--- Start ---

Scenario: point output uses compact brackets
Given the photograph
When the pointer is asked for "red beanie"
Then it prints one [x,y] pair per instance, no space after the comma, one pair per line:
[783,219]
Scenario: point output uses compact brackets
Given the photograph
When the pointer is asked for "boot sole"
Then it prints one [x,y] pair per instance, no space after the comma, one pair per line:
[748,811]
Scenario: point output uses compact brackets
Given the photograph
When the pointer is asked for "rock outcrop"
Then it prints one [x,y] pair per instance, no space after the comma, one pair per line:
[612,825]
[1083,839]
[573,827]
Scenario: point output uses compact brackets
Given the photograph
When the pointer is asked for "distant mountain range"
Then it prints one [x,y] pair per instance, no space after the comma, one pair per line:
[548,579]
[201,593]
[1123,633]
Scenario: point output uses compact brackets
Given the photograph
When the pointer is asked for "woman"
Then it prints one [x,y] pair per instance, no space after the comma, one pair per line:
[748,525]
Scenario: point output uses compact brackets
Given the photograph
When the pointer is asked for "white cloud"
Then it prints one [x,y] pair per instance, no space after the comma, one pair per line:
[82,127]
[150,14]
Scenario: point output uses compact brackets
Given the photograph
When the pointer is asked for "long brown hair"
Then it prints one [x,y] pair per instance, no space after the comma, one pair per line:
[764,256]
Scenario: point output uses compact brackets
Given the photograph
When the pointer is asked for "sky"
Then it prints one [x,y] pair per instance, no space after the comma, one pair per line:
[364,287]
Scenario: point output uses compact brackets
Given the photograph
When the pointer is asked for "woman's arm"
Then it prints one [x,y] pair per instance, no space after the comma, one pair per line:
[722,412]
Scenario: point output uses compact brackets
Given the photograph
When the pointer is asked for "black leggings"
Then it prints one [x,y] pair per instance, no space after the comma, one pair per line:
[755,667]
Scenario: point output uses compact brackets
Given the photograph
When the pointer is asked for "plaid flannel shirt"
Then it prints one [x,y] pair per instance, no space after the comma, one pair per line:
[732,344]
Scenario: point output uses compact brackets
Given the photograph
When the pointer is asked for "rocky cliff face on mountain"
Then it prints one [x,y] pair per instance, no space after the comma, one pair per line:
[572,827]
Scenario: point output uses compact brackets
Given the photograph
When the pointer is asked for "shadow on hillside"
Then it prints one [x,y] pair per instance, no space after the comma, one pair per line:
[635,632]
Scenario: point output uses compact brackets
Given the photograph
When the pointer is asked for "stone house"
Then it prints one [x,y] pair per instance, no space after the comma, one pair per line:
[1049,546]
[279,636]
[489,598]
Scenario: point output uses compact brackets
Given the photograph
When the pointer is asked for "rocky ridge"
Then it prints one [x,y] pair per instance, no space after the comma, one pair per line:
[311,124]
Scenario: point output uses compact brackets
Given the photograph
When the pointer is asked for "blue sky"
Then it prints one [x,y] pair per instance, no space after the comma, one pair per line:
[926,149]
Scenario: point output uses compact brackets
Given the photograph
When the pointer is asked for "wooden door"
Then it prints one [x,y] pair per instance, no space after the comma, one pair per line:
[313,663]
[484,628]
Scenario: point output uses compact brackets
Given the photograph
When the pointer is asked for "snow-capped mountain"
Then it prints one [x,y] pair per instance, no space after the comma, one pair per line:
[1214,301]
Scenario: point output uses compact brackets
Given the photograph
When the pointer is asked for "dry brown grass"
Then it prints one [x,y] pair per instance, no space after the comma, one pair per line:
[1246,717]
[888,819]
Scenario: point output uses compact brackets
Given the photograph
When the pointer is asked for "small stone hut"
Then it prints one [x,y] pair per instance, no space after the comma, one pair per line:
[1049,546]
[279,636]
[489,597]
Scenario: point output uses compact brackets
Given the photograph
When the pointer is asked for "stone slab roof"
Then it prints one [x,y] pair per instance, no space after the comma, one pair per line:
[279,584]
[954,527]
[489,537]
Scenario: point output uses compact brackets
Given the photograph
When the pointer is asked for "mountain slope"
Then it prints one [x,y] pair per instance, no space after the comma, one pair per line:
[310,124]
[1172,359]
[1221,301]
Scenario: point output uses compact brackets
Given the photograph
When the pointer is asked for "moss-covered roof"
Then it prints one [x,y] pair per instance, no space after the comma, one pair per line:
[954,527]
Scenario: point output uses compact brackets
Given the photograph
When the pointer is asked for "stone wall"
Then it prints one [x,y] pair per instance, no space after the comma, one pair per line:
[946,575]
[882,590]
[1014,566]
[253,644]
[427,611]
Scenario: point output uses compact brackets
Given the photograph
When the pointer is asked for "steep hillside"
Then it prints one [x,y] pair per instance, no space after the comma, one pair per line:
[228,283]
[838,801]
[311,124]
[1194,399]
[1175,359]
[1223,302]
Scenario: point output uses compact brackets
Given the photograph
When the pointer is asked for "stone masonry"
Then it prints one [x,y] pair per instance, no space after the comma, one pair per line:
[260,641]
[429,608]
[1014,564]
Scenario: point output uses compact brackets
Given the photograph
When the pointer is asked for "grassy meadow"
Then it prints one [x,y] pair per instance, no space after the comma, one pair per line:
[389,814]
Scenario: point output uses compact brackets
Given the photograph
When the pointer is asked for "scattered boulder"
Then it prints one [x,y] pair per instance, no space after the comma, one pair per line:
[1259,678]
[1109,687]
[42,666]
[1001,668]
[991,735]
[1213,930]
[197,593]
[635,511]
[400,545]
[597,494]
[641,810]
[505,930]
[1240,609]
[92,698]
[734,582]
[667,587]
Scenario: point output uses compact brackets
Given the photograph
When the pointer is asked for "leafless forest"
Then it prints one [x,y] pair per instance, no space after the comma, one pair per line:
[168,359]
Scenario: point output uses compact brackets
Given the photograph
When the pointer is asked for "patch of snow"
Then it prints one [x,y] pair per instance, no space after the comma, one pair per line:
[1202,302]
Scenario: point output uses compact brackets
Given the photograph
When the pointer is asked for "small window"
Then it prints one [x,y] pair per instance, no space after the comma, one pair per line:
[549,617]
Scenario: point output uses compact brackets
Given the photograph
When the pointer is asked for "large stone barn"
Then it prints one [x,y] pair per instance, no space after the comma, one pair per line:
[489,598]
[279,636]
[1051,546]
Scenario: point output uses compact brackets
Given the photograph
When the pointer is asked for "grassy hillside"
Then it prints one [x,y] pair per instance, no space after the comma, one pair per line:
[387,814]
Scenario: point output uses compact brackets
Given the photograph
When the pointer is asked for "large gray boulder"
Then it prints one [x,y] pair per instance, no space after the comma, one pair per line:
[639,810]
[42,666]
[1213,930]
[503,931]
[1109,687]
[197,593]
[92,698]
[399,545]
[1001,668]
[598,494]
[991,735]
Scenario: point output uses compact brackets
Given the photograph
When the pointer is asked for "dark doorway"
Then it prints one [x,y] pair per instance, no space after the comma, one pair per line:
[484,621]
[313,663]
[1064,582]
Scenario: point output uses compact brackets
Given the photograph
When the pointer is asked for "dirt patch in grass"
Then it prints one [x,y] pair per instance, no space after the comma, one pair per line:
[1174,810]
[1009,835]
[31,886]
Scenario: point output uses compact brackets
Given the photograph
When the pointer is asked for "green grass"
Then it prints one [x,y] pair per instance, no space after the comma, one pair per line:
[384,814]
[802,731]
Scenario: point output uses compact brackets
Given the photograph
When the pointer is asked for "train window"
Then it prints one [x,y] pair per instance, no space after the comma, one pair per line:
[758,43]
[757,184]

--- End ---

Do this |
Transcribe the material above in its entirety. Match it exactly.

Task output |
Scenario: point output uses compact brackets
Given the photograph
When the pointer is asked for "red beanie"
Then it prints one [x,y] pair per instance, no space after the comma, one pair per line:
[783,219]
Scenario: point output uses compact brackets
Given the photograph
When the pointer is asked for "boot sole"
Then it prints one [x,y] pair per instance, no space after the comma, one pair per line:
[748,811]
Scenario: point output uses compact brackets
Given the photograph
When the pointer is asked for "rock outcrop"
Then it prints one [x,y] pair per instance, no space after the comma, one pair per line:
[612,825]
[1083,839]
[573,827]
Scenario: point output uses compact brackets
Given the photograph
When the pointer is asked for "distant mountain range"
Then it prints one [x,y] pair per instance, no space after the comma, one pair per line:
[548,579]
[201,593]
[1123,633]
Scenario: point output uses compact brackets
Given the photograph
When the pointer is asked for "woman"
Then it prints one [x,y] pair per instance, no space after the comma, one pair per line:
[748,525]
Scenario: point output uses compact brackets
Given the photograph
When the pointer is asked for "white cloud"
Then it prints one [x,y] pair per instance, no space after the comma, one pair per line:
[82,127]
[150,14]
Scenario: point output uses compact brackets
Given the photograph
When the pointer is asked for "long brown hair"
Then it prints one [x,y] pair per instance, no space after the comma, one pair per line:
[764,256]
Scenario: point output uses compact brackets
Given the photograph
When the pointer is asked for "sky"
Then it prints one [x,y] pair per instance, no space after the comma, one pair per line:
[364,287]
Scenario: point output uses compact brackets
Given the photograph
When the pointer is asked for "woman's arm"
Then it prints one [x,y] pair per instance, no space after the comma, one pair per line:
[722,412]
Scenario: point output uses compact brackets
Given the photograph
When the pointer is asked for "black leggings"
Then it prints one [x,y] pair per instance, no space after the comma, one pair per line:
[755,667]
Scenario: point output uses compact brackets
Given the photograph
When the pointer is asked for "plaid flannel shirt"
Then it prints one [x,y] pair per instance, no space after the comma, one pair per line:
[732,344]
Scenario: point output uses compact brackets
Given the photograph
When the pointer is asked for "rocky cliff face on mountain"
Then it prints one [x,y] pair per instance, no space after the comma, one pair per line:
[572,827]
Scenario: point output uses compact brackets
Given the photograph
When the pointer is asked for "shadow on hillside"
Then it prints one [x,y] pair per instance, no space after the comma, one pair per line:
[635,632]
Scenario: point output uses compact brackets
Given the photograph
When the pointer is asked for "stone house"
Then it prints one [x,y] pair per instance, no space after the comma, one pair per line:
[1049,546]
[279,636]
[489,598]
Scenario: point output uses compact brackets
Given the photograph
When the pointer is asked for "rocky ridge"
Then it prints one [x,y] pair per instance, no space after the comma, one pair per line:
[311,124]
Scenario: point output uses compact brackets
Given the photograph
When the pointer is asked for "blue sky"
Then it prints one [x,y] pair per instance, no space after the comma, one pair per line:
[926,149]
Scenario: point output uses compact brackets
Given the photograph
When the pointer is asked for "wooden door"
Then it prints one [x,y] pair per instance, no space after the comma, one pair per line:
[313,663]
[484,628]
Scenario: point output uses compact brackets
Given the photograph
When the pointer is asked for "snow-capped mountain"
Then it prints one [x,y] pair per instance, no space after the comma, one pair per line:
[1214,301]
Scenario: point output uses compact brackets
Given the photograph
When the pointer is asked for "dry brown grass"
Then it prints one [x,y] pair per instance, no space after the comma, one pair per line:
[1246,717]
[888,819]
Scenario: point output uses compact brackets
Given the photograph
When the pointer is asked for "small stone hut"
Then it prints one [x,y] pair per instance, no space after the comma, one pair per line:
[1049,546]
[279,636]
[489,597]
Scenario: point output uses compact brackets
Given the photograph
When the pointer is asked for "stone slab roof"
Then it prints one [x,y] pair per instance, no space after the comma, one pair per line:
[279,584]
[954,527]
[489,537]
Scenario: point output uses compact brackets
Given the photograph
When the pointer is asked for "mountain slope"
Then it prints one [x,y] pair per instance, no space after the comma, one pair per line:
[310,124]
[1172,359]
[1221,301]
Scenario: point output uses compact brackets
Given the photograph
When the pointer is asked for "moss-covered roof"
Then it prints one [x,y] pair per instance, no space after the comma, one pair per line:
[954,527]
Scenario: point output uses compact brackets
Given the photograph
When the pointer is asked for "stone wall"
Then it prints one [x,y] pair per instance, no space after the comma, one pair per line:
[946,575]
[882,590]
[1014,566]
[253,644]
[427,611]
Scenario: point output uses compact brackets
Given the photograph
When the pointer is asked for "steep hillside"
Then it prints one [x,y] pair per instance, no space after the comma, one pair per line:
[228,283]
[838,801]
[311,124]
[1194,399]
[1175,359]
[1223,302]
Scenario: point output uses compact brackets
Given the photograph
When the pointer is asked for "stone masonry"
Then it prints one [x,y] pair per instance, no space after the comma, one pair per line:
[260,641]
[429,608]
[1014,564]
Scenario: point output uses compact brackets
Given the photograph
When the pointer is asked for "grassy meadow"
Then it prints one [x,y] pair per instance, no space after the comma, one pair per line:
[389,814]
Scenario: point output uses compact brackets
Given the photograph
When the pointer is asked for "scattered boulder"
Then it prints one [x,y] pair per instance, no space after the comma, one pair per line:
[1259,678]
[1109,687]
[42,666]
[1001,668]
[991,735]
[1213,930]
[197,593]
[635,511]
[400,545]
[597,494]
[641,810]
[505,930]
[1240,609]
[92,698]
[734,582]
[667,587]
Scenario: point output uses compact brackets
Given the photograph
When the pointer is asked for "leafless forest"
Then it prints one [x,y] pair per instance, no space after the comma, one pair per line:
[168,359]
Scenario: point output uses compact brackets
Given the photograph
When the pointer is asked for "patch of snow"
Then it prints one [x,y] pair per instance, no space after the comma, one pair per line:
[1202,302]
Scenario: point output uses compact brackets
Given the photograph
When the pointer is asked for "small window"
Then it prints one [x,y] pair per instance, no space after the comma, one pair per line:
[549,617]
Scenario: point output uses compact brackets
Given the photograph
When the pointer is asked for "large stone barn"
Then it prints one [x,y] pair per instance, no space after the comma, one pair per line:
[489,598]
[279,636]
[1051,546]
Scenario: point output uses compact brackets
Given the photograph
When the pointer is asked for "grassy hillside"
Then it prints one [x,y] pair per instance, no space after the comma, one pair per line:
[387,814]
Scenario: point output uses compact brackets
Given the photograph
When the pointer is asked for "large gray boulder"
Then it prints one [x,y] pair per instance, no space after the comma, one pair per line:
[639,810]
[42,666]
[1213,930]
[503,931]
[1109,687]
[197,593]
[92,698]
[399,545]
[1001,668]
[598,494]
[991,735]
Scenario: point output uses compact brackets
Given the photograph
When the pointer is asked for "dark doorway"
Then it prints one [x,y] pair per instance, no space after the comma, one pair per line:
[484,621]
[313,663]
[1064,582]
Scenario: point output uses compact brackets
Given the photograph
When the pointer is asked for "dirt patch in grass"
Then it prints one [x,y] pair per instance, no space after the comma, one pair per line:
[1174,810]
[1009,835]
[31,886]
Scenario: point output uses compact brackets
Given the photograph
When the pointer is asked for "green grass"
Then it prints one [x,y] pair per instance, no space after the comma, one pair per line:
[384,814]
[802,731]
Scenario: point output uses compact brackets
Given the photograph
When the pointer is asked for "train window"
Then it prints one [x,y] pair per instance, no space after the comma, one pair per line:
[758,43]
[757,184]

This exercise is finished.